→ STATED GOAL:
Switch "bounding box" to "rectangle" throughout the items below and write them out again with nothing else changed. Leave the pictures out.

→ RECORD EXTRACTS:
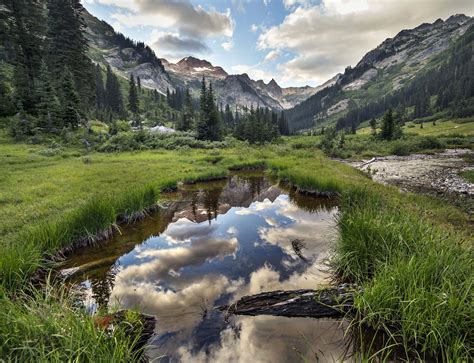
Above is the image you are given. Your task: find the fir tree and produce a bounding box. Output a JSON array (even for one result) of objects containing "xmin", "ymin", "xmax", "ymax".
[
  {"xmin": 197, "ymin": 78, "xmax": 209, "ymax": 140},
  {"xmin": 370, "ymin": 118, "xmax": 377, "ymax": 136},
  {"xmin": 36, "ymin": 62, "xmax": 60, "ymax": 132},
  {"xmin": 206, "ymin": 83, "xmax": 222, "ymax": 141},
  {"xmin": 61, "ymin": 68, "xmax": 81, "ymax": 129},
  {"xmin": 278, "ymin": 111, "xmax": 290, "ymax": 136},
  {"xmin": 95, "ymin": 64, "xmax": 106, "ymax": 110},
  {"xmin": 179, "ymin": 87, "xmax": 194, "ymax": 131},
  {"xmin": 137, "ymin": 76, "xmax": 142, "ymax": 93},
  {"xmin": 5, "ymin": 0, "xmax": 45, "ymax": 112},
  {"xmin": 47, "ymin": 0, "xmax": 95, "ymax": 110},
  {"xmin": 128, "ymin": 74, "xmax": 139, "ymax": 115},
  {"xmin": 105, "ymin": 66, "xmax": 124, "ymax": 116},
  {"xmin": 128, "ymin": 74, "xmax": 140, "ymax": 126},
  {"xmin": 380, "ymin": 108, "xmax": 395, "ymax": 140}
]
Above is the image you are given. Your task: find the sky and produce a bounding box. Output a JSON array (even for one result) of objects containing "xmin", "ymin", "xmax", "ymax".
[{"xmin": 82, "ymin": 0, "xmax": 474, "ymax": 87}]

→ EXERCISE SOLUTION:
Above is the image you are given. Your task: find the fir tree and produce a rectangle. Output a JSON array (even for one result) of objects containing "xmin", "ymin", "xmax", "ymax".
[
  {"xmin": 197, "ymin": 78, "xmax": 209, "ymax": 140},
  {"xmin": 370, "ymin": 118, "xmax": 377, "ymax": 136},
  {"xmin": 36, "ymin": 62, "xmax": 60, "ymax": 132},
  {"xmin": 206, "ymin": 83, "xmax": 222, "ymax": 141},
  {"xmin": 61, "ymin": 68, "xmax": 81, "ymax": 129},
  {"xmin": 278, "ymin": 111, "xmax": 290, "ymax": 136},
  {"xmin": 95, "ymin": 64, "xmax": 106, "ymax": 110},
  {"xmin": 179, "ymin": 87, "xmax": 194, "ymax": 131},
  {"xmin": 137, "ymin": 76, "xmax": 142, "ymax": 93},
  {"xmin": 5, "ymin": 0, "xmax": 45, "ymax": 112},
  {"xmin": 47, "ymin": 0, "xmax": 95, "ymax": 110},
  {"xmin": 128, "ymin": 74, "xmax": 139, "ymax": 115},
  {"xmin": 105, "ymin": 66, "xmax": 124, "ymax": 116},
  {"xmin": 128, "ymin": 74, "xmax": 140, "ymax": 126},
  {"xmin": 380, "ymin": 108, "xmax": 395, "ymax": 140}
]
Above is the image you are given. Your task: find the sky and produce a rectangle. Output a JSON array (even for one result) of objects containing "xmin", "ymin", "xmax", "ymax".
[{"xmin": 82, "ymin": 0, "xmax": 474, "ymax": 87}]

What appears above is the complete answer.